- [Data for processing]

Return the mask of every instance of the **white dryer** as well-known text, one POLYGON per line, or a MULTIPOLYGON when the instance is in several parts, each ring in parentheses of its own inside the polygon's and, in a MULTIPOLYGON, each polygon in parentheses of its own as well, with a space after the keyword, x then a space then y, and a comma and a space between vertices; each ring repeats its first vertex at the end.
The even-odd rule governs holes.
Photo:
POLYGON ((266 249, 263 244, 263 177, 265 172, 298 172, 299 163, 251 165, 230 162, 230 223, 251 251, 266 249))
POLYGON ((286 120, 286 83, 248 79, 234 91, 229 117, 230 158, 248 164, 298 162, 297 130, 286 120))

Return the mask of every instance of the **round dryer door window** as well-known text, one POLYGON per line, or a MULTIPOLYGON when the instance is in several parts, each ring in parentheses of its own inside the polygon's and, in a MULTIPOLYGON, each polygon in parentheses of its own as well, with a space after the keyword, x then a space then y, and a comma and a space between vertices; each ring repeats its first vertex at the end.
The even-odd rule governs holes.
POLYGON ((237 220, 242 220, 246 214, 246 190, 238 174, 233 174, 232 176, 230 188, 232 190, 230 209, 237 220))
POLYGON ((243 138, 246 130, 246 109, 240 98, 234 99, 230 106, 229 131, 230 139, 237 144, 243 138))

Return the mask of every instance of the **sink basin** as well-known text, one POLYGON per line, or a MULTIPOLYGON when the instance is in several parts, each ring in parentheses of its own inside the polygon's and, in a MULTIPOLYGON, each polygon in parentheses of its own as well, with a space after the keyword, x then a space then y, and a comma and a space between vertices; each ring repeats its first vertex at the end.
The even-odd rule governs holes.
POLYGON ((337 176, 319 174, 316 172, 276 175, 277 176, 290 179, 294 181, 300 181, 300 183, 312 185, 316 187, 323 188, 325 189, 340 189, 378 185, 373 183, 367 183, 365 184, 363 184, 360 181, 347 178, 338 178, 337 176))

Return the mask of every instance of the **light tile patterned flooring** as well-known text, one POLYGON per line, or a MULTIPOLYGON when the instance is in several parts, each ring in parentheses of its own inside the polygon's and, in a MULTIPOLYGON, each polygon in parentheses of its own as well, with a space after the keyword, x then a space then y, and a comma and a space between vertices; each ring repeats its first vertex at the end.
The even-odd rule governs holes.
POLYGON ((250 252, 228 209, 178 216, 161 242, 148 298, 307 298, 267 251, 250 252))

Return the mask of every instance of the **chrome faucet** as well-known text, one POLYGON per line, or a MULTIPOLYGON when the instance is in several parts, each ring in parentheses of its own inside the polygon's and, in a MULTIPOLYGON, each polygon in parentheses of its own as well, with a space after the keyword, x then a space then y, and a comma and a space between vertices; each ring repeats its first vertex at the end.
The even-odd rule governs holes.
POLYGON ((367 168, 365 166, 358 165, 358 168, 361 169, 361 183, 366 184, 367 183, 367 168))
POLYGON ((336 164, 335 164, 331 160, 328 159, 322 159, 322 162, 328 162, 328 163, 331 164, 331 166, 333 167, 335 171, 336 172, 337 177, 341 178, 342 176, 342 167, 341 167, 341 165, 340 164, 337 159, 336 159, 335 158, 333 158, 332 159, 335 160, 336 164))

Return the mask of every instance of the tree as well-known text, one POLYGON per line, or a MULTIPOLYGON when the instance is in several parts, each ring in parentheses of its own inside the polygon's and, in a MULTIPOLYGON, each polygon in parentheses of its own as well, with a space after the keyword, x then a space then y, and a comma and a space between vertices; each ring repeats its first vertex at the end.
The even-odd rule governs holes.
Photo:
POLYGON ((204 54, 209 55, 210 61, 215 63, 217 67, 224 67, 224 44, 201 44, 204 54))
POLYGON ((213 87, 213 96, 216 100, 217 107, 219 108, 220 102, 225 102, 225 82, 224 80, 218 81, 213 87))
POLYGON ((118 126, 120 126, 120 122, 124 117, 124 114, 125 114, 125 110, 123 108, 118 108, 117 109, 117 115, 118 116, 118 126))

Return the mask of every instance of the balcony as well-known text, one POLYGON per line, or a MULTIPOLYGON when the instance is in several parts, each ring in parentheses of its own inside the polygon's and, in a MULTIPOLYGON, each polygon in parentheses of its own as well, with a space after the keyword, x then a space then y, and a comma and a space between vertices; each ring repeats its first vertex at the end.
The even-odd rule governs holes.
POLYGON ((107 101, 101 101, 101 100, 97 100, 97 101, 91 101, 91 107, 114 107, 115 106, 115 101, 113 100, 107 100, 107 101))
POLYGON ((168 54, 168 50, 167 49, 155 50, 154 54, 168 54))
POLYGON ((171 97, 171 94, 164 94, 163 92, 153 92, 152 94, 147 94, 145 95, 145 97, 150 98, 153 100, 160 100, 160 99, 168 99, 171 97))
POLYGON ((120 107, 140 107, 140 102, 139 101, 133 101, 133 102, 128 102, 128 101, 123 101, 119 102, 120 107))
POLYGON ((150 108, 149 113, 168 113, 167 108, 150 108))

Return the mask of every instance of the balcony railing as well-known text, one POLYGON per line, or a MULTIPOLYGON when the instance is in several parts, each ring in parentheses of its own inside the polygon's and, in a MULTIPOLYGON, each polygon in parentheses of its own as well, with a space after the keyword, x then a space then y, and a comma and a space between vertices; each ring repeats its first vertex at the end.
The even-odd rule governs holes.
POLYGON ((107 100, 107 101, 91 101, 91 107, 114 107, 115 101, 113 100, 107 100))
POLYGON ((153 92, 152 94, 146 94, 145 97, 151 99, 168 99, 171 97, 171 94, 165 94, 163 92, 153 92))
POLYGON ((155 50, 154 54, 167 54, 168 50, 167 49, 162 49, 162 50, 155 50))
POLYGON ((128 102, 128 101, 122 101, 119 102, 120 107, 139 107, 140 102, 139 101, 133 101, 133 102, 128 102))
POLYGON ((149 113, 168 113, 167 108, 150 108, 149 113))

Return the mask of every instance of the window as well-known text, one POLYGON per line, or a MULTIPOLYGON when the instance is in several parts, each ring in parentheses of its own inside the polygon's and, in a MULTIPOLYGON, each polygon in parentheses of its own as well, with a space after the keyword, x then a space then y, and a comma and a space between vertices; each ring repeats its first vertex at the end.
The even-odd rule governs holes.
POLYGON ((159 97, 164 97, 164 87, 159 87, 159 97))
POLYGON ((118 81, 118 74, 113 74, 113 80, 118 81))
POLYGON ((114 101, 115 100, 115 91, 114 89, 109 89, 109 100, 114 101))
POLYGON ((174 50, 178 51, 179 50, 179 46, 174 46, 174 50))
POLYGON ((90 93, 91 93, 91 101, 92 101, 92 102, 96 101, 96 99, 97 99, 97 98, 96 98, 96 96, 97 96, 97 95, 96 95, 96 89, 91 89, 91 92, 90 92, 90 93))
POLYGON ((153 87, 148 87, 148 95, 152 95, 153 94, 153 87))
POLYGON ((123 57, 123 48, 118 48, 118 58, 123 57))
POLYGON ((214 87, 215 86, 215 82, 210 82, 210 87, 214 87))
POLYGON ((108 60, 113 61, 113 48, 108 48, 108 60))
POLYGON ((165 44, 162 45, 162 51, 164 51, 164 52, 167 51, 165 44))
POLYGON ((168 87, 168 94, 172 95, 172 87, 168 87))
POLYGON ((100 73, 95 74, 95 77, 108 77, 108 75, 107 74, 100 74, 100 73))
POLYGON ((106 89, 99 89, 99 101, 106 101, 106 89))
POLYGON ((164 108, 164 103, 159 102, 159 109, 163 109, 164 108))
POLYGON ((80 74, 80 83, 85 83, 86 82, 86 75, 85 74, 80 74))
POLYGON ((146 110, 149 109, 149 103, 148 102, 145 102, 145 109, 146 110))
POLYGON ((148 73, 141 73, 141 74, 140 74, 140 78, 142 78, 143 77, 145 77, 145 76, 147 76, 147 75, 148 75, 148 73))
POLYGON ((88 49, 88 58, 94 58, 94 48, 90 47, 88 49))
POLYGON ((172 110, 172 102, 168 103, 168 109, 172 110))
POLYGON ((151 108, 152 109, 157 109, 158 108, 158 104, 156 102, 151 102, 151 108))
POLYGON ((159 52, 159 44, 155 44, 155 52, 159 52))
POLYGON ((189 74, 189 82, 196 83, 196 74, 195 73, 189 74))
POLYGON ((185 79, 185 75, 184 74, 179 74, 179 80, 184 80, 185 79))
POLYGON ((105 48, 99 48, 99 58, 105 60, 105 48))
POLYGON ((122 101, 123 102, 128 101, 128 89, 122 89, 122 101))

- [Task] Rewrite the items from the first line through the line holding "POLYGON ((243 138, 246", inclusive, changing "dryer" to "washer" and leaving everything else as it is. Give only those lines.

- [Exercise result]
Return the mask of every instance of the **white washer** as well-known text, one POLYGON per line, or a MULTIPOLYGON when the instance is in several parts, each ring in parentheses of its own inside the polygon's and, in a MULTIPOLYGON, each polygon in parentheses of its own as well, with a space after the keyword, x then a space then y, and a comma and a space between vertices; each ring repeats its first vertex at the end.
The even-odd rule governs holes.
Photo:
POLYGON ((266 249, 263 244, 263 177, 265 172, 298 172, 299 163, 251 165, 230 162, 230 223, 251 251, 266 249))
POLYGON ((286 120, 286 83, 248 79, 234 91, 229 117, 230 158, 248 164, 298 162, 297 130, 286 120))

Return the mask of every instance of the **round washer door window** as well-known text, one POLYGON per line, or a MULTIPOLYGON when the instance is in several parts, each ring in parentheses of its own inside the polygon's and, in a MULTIPOLYGON, each polygon in parentheses of its own as well, with a space after the keyword, x then a space then y, and a comma and a space between vertices; each ring repeats its first vertex at the end.
The even-odd rule governs holes.
POLYGON ((237 220, 242 220, 246 214, 246 190, 238 174, 233 174, 232 176, 230 188, 232 190, 230 209, 237 220))
POLYGON ((243 138, 246 130, 246 109, 240 98, 234 99, 230 106, 229 131, 230 139, 237 144, 243 138))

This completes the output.